◆ Material for the task:
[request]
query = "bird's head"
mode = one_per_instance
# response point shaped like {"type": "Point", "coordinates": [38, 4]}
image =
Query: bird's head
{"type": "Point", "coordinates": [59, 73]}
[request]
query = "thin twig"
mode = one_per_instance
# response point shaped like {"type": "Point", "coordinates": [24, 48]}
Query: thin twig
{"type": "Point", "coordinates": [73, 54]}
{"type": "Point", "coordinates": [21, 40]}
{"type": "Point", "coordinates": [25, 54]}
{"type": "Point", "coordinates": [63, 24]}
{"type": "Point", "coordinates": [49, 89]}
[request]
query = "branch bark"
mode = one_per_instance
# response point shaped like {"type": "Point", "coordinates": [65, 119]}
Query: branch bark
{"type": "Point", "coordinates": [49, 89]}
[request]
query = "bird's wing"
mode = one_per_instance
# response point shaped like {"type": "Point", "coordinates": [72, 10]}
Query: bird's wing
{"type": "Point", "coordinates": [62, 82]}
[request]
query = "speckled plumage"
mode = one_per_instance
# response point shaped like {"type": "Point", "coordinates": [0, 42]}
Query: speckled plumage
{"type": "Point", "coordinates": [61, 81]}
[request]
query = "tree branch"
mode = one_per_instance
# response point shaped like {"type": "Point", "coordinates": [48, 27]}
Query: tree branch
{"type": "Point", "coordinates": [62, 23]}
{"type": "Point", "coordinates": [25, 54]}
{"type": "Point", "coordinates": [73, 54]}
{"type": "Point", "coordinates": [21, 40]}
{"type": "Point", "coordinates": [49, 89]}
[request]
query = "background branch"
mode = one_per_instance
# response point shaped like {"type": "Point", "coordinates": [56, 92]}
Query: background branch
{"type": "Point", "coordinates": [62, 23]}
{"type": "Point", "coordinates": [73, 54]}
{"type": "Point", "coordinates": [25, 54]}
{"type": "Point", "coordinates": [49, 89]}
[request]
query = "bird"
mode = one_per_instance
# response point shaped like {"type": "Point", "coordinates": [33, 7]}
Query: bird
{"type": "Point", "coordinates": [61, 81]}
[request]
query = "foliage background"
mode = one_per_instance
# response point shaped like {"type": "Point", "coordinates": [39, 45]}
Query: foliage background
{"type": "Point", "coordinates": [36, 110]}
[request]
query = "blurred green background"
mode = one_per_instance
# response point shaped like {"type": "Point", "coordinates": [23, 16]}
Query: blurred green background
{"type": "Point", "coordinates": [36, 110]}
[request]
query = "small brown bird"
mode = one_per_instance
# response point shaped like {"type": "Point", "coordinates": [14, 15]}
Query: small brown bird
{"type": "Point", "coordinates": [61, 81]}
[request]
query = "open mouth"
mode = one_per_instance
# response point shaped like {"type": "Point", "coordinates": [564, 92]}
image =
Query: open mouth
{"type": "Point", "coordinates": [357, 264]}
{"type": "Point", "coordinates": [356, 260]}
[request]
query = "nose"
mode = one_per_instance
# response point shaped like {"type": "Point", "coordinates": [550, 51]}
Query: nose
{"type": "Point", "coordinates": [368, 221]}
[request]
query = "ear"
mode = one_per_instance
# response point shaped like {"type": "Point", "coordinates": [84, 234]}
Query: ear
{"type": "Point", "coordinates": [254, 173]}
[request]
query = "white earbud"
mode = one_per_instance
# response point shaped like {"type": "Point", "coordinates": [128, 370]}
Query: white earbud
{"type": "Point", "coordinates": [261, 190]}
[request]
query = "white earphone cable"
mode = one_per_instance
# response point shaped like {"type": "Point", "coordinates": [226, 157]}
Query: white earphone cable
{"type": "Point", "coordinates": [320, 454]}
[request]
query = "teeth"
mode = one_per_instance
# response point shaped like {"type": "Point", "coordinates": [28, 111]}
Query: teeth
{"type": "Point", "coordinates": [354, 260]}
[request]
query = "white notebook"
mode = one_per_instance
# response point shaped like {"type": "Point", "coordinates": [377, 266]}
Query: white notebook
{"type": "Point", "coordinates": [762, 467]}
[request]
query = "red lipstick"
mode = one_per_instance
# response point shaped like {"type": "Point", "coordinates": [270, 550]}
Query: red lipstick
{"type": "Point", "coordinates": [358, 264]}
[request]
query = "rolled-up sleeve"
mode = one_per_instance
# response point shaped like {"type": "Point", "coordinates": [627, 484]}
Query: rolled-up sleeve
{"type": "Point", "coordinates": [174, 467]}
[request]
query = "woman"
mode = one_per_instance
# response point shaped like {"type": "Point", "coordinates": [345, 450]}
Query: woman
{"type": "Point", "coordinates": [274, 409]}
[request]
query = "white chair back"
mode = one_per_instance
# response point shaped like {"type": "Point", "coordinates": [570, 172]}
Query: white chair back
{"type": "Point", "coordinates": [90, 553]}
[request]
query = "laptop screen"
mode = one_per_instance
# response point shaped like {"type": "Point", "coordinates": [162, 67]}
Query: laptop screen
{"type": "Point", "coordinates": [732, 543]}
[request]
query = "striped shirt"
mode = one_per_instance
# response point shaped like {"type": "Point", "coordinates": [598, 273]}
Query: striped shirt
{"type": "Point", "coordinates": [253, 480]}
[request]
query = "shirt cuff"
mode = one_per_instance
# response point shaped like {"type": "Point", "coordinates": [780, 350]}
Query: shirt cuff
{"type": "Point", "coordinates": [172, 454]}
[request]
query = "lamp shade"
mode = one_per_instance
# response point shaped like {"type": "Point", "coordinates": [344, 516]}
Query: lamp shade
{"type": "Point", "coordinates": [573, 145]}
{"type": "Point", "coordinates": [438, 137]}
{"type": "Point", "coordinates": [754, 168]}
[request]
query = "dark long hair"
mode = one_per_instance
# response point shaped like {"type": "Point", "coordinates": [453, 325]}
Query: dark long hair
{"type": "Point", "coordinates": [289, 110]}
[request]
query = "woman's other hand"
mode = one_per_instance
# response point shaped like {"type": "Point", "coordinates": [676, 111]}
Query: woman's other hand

◆ Your objective: From the entries above, show each line that includes the string "hand".

◆ Answer below:
query = "woman's other hand"
Query: woman's other hand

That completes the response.